[Items from a dataset]
- - -
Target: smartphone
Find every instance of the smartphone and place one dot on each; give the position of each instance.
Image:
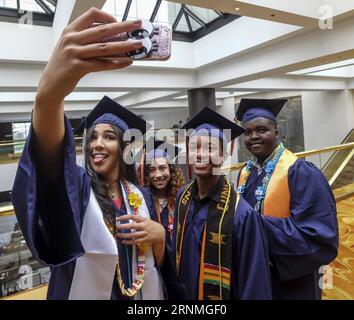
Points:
(156, 38)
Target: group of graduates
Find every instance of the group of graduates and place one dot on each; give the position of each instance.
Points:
(106, 236)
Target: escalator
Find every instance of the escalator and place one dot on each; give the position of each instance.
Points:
(339, 169)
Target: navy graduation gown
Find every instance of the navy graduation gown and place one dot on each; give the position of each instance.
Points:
(51, 217)
(250, 275)
(301, 244)
(163, 214)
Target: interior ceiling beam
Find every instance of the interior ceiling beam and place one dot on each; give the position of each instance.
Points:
(252, 10)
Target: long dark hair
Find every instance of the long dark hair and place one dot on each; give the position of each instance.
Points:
(98, 184)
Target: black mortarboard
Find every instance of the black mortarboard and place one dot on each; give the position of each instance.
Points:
(109, 111)
(210, 123)
(250, 109)
(154, 148)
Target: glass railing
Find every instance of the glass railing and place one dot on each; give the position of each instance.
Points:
(324, 159)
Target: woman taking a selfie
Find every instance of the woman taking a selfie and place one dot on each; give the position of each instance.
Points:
(92, 225)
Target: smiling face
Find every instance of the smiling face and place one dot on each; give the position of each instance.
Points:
(205, 155)
(104, 151)
(159, 174)
(261, 137)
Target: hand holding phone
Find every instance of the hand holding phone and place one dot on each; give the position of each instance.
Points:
(156, 39)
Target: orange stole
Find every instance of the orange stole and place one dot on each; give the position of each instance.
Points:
(277, 201)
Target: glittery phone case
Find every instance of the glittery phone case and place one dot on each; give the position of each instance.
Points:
(157, 45)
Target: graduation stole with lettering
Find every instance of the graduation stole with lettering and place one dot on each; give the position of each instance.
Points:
(216, 253)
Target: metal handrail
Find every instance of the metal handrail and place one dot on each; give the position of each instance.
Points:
(303, 154)
(8, 210)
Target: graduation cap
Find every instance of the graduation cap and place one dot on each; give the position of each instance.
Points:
(154, 149)
(109, 111)
(250, 109)
(210, 123)
(207, 122)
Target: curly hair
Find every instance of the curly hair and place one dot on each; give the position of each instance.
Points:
(175, 183)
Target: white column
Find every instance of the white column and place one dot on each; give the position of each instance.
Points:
(227, 109)
(326, 120)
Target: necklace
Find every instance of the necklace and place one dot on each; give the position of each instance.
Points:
(115, 196)
(269, 168)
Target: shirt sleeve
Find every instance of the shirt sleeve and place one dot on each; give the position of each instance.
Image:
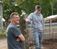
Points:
(16, 31)
(29, 18)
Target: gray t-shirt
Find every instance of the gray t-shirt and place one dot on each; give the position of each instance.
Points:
(36, 21)
(12, 33)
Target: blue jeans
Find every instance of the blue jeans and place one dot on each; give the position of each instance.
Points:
(37, 36)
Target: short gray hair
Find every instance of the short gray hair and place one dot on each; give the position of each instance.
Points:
(37, 7)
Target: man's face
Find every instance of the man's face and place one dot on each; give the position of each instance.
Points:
(16, 19)
(38, 11)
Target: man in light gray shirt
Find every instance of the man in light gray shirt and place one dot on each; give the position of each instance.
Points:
(36, 19)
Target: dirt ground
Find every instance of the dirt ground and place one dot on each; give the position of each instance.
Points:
(50, 44)
(47, 44)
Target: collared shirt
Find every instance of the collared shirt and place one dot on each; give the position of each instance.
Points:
(36, 21)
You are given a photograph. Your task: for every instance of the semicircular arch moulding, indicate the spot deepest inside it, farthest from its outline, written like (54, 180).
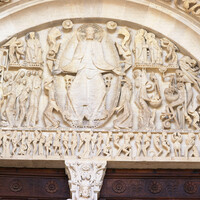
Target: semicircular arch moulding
(97, 80)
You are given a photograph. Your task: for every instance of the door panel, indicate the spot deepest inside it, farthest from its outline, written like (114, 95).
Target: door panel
(41, 184)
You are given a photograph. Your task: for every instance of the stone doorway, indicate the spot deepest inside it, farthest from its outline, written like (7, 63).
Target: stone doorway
(41, 184)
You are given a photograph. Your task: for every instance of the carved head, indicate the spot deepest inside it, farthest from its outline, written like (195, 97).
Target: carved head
(90, 33)
(22, 74)
(32, 35)
(28, 73)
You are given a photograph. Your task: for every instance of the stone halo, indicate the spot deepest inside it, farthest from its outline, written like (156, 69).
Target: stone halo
(111, 25)
(67, 24)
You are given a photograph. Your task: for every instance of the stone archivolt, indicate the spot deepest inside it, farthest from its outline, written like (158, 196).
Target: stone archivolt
(189, 6)
(90, 77)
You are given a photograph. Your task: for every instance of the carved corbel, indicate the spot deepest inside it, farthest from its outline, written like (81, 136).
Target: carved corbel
(85, 178)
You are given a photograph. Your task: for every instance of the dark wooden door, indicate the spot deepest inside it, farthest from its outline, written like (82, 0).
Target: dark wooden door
(52, 184)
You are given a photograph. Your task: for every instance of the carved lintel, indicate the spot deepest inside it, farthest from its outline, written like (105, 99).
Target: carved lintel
(85, 178)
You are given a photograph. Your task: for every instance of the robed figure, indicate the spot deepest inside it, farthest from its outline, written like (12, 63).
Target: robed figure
(86, 97)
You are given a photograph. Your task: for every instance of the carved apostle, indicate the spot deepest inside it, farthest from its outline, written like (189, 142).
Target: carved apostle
(33, 49)
(48, 113)
(140, 47)
(124, 110)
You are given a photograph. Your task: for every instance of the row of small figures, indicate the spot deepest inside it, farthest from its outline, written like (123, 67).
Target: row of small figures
(87, 144)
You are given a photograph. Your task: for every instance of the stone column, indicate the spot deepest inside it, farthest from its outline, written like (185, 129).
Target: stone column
(85, 178)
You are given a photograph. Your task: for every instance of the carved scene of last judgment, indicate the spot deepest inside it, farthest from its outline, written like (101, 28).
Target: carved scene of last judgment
(106, 85)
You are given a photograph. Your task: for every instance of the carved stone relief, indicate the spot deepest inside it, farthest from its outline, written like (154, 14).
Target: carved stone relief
(93, 76)
(85, 178)
(98, 91)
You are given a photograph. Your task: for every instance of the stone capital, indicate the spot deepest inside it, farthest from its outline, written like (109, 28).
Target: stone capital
(85, 178)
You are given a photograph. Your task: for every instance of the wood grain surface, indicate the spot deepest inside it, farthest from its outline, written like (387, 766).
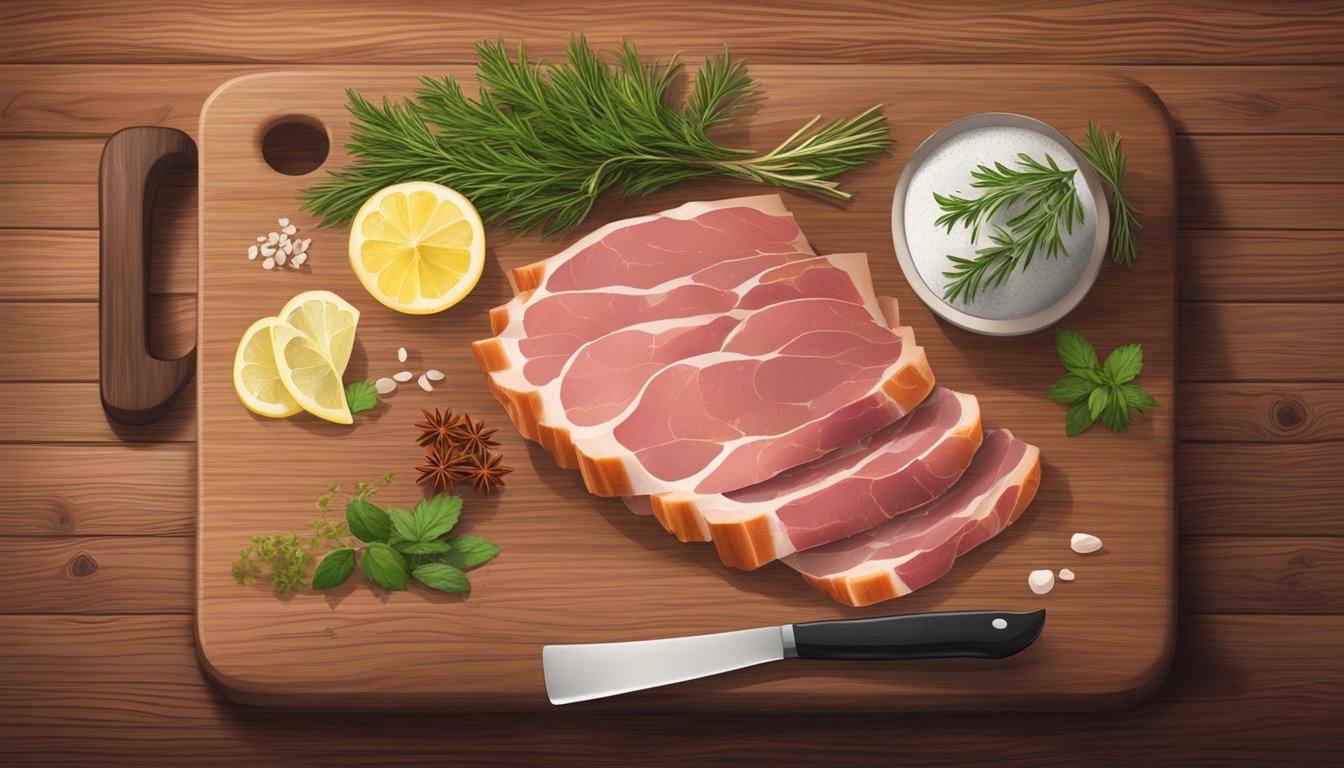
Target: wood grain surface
(1106, 646)
(1258, 457)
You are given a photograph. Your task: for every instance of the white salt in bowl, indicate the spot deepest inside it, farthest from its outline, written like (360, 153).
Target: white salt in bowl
(1030, 300)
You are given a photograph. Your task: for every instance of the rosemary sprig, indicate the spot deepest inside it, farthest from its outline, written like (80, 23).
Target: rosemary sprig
(542, 140)
(1102, 151)
(1051, 202)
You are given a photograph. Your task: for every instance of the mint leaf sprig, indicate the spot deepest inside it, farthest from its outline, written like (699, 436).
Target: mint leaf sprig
(1104, 390)
(402, 545)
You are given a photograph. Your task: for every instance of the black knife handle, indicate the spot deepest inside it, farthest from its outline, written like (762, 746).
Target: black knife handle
(979, 634)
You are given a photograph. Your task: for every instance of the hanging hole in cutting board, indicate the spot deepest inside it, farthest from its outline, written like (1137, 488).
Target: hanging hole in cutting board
(295, 144)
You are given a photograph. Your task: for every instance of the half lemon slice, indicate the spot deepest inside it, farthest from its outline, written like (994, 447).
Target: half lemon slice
(257, 378)
(312, 340)
(418, 248)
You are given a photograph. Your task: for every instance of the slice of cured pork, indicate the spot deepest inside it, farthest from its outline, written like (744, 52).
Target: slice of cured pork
(844, 492)
(715, 401)
(682, 262)
(918, 548)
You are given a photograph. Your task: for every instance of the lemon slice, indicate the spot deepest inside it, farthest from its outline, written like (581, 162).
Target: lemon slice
(312, 339)
(256, 375)
(418, 246)
(328, 320)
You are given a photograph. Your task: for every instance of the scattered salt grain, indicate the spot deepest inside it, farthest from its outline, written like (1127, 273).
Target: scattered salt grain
(1040, 581)
(1085, 544)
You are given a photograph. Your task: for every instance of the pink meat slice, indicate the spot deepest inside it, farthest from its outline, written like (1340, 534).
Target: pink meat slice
(688, 261)
(915, 549)
(847, 491)
(786, 385)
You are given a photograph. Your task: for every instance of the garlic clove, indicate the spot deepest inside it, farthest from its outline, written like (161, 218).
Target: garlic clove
(1040, 581)
(1085, 544)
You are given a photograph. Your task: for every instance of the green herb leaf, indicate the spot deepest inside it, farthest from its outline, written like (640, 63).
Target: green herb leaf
(360, 396)
(335, 568)
(383, 565)
(1074, 351)
(433, 546)
(540, 141)
(1124, 363)
(442, 577)
(1104, 154)
(1097, 401)
(1078, 420)
(469, 550)
(1116, 414)
(437, 515)
(367, 521)
(1137, 397)
(403, 525)
(1070, 388)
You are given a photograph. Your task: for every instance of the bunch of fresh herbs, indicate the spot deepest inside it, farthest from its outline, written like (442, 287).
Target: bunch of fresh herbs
(1050, 203)
(1096, 390)
(542, 140)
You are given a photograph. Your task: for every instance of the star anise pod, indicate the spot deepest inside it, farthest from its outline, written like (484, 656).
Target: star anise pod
(473, 437)
(438, 429)
(488, 472)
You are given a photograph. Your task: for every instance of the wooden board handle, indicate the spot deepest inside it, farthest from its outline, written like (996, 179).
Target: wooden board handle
(136, 388)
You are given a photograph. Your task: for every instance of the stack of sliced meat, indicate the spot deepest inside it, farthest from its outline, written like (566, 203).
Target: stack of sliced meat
(708, 366)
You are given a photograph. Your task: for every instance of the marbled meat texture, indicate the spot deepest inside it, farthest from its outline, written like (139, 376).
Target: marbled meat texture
(799, 365)
(915, 549)
(844, 492)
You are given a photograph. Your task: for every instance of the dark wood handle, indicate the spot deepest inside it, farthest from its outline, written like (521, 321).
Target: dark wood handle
(136, 386)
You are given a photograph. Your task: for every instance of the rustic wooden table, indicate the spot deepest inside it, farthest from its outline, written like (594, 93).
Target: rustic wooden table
(97, 537)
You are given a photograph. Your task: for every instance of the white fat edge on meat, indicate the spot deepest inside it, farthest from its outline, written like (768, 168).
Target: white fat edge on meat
(600, 440)
(768, 205)
(719, 507)
(980, 509)
(553, 412)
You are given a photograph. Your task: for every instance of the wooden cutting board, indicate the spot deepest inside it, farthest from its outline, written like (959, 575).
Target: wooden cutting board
(579, 569)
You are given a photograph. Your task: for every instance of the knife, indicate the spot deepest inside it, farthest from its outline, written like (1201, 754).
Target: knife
(597, 670)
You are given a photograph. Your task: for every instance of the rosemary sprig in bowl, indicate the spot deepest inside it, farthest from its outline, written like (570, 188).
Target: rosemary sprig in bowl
(542, 140)
(1051, 202)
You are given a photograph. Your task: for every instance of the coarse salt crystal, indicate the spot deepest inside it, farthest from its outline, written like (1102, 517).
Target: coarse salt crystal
(1040, 581)
(1085, 544)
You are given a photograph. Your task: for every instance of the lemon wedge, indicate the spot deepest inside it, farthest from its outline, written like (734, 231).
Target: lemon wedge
(312, 342)
(256, 375)
(418, 248)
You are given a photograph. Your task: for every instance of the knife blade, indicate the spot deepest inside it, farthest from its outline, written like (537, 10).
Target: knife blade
(597, 670)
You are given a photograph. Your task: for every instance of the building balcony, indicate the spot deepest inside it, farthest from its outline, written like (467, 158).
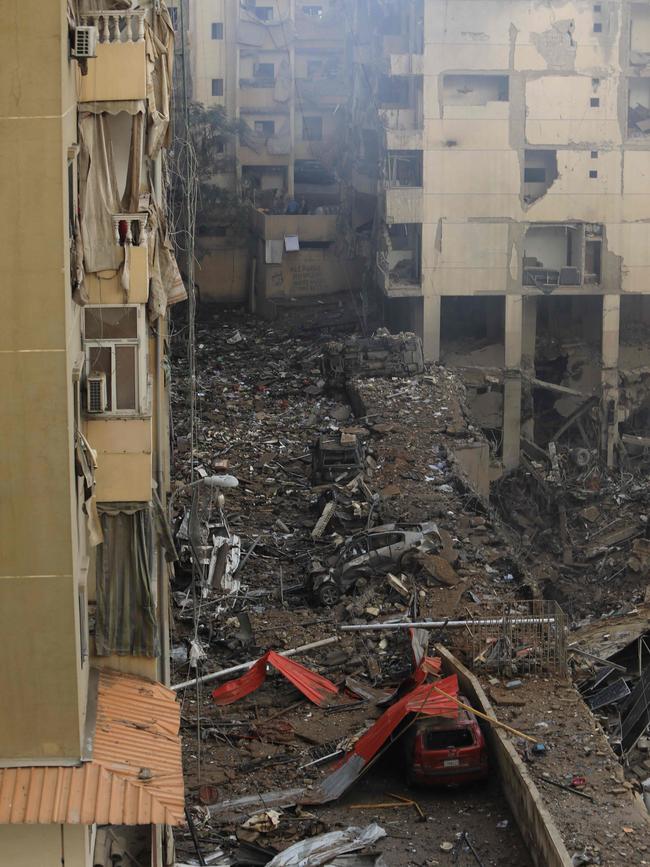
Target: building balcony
(402, 119)
(399, 277)
(403, 64)
(260, 98)
(396, 285)
(318, 28)
(124, 458)
(119, 71)
(404, 139)
(365, 182)
(321, 91)
(404, 204)
(308, 227)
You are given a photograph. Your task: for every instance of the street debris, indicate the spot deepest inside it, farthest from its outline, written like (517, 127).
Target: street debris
(326, 847)
(361, 534)
(316, 688)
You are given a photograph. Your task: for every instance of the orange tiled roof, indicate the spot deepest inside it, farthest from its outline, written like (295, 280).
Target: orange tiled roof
(135, 776)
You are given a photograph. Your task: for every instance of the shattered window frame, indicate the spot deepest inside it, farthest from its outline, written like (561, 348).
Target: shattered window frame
(138, 343)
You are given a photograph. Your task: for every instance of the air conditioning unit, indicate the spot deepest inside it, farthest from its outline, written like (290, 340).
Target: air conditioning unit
(96, 395)
(84, 42)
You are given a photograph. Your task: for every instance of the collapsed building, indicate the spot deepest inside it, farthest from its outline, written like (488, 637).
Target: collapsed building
(477, 170)
(90, 755)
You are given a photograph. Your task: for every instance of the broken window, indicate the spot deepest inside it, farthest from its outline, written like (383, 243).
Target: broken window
(553, 256)
(394, 91)
(540, 170)
(265, 127)
(639, 34)
(312, 128)
(593, 253)
(404, 168)
(126, 619)
(404, 253)
(370, 142)
(638, 113)
(475, 89)
(264, 70)
(264, 13)
(114, 346)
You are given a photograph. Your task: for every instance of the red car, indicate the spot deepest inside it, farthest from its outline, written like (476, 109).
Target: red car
(444, 751)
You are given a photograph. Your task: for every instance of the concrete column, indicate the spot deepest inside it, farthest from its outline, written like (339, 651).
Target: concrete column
(512, 382)
(529, 331)
(609, 376)
(430, 334)
(528, 338)
(292, 99)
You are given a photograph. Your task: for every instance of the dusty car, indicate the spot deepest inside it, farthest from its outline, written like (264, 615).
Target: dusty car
(446, 751)
(336, 457)
(372, 552)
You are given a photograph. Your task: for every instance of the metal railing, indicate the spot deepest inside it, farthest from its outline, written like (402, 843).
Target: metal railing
(523, 637)
(116, 26)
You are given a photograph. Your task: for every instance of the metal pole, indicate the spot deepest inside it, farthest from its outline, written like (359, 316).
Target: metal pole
(438, 624)
(246, 665)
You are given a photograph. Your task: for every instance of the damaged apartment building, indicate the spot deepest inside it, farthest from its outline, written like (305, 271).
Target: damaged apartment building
(90, 756)
(481, 167)
(280, 70)
(513, 204)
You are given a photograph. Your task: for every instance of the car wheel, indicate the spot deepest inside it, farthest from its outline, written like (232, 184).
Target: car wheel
(407, 561)
(329, 594)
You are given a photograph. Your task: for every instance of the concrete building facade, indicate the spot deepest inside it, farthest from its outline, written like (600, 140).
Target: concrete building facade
(88, 276)
(280, 70)
(512, 143)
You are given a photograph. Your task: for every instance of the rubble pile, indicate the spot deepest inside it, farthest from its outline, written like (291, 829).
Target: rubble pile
(582, 531)
(374, 488)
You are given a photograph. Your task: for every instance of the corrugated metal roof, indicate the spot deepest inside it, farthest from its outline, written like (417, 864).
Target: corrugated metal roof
(135, 776)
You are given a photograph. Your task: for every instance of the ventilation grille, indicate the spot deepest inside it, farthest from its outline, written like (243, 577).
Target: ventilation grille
(84, 42)
(96, 392)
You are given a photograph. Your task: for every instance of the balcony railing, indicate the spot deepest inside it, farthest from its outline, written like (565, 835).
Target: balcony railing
(130, 229)
(117, 26)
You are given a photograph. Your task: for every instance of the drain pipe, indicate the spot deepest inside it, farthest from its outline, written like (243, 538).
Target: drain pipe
(163, 579)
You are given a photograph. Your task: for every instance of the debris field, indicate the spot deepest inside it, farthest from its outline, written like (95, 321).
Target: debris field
(362, 498)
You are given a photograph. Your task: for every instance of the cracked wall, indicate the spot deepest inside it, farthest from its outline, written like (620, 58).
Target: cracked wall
(568, 67)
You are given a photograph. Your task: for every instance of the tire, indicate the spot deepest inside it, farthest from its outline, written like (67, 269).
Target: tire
(407, 561)
(329, 594)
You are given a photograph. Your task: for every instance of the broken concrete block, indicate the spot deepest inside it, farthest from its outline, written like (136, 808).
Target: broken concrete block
(439, 568)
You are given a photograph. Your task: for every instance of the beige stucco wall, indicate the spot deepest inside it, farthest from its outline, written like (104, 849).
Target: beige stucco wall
(118, 72)
(124, 458)
(210, 56)
(222, 274)
(306, 273)
(41, 683)
(45, 846)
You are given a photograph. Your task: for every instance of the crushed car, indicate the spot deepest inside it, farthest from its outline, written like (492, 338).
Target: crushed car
- - -
# Work to complete
Quote verbatim the line containing "like (243, 538)." and every line after it through the end of the records above.

# Final answer
You are given a photograph. Your task: for every instance of the drain pipe, indicate the spot deepest inside it, farthest from its outline, written like (243, 538).
Target: drain pipe
(163, 579)
You are given a photograph. Your task: for every instance of the debris field, indicate the spot deepest inside it, farthest from its outline, written like (95, 321).
Target: debris field
(362, 498)
You are given a photograph. Your task: for every instance of the cracked wall, indicate the spot deepest inside it, farthest from its outline, written like (620, 58).
Target: cracked wall
(568, 67)
You are given a photograph. Your task: for every instance of the tire, indicate the spot deepest inside it, farthest from its outline, written like (67, 269).
Target: tire
(407, 561)
(329, 594)
You are given a photograph. Your task: for every instance of the broken concrete block, indicate the spot deepest inside it, farthest from its outline, written like (136, 808).
Target: broken concrete block
(439, 568)
You are given a photograph. Your task: for every instance of the beige stucco wall, indicate the spot deepest inside it, farthest from its outline, written like (104, 849).
Target: beige stucco wall
(118, 72)
(124, 458)
(210, 56)
(222, 274)
(306, 273)
(41, 683)
(45, 846)
You are given a photograph. Your task: for every instance of the crushed car, indicate the spot deepest inside it, farthest from its outline, written like (492, 338).
Target: crushed car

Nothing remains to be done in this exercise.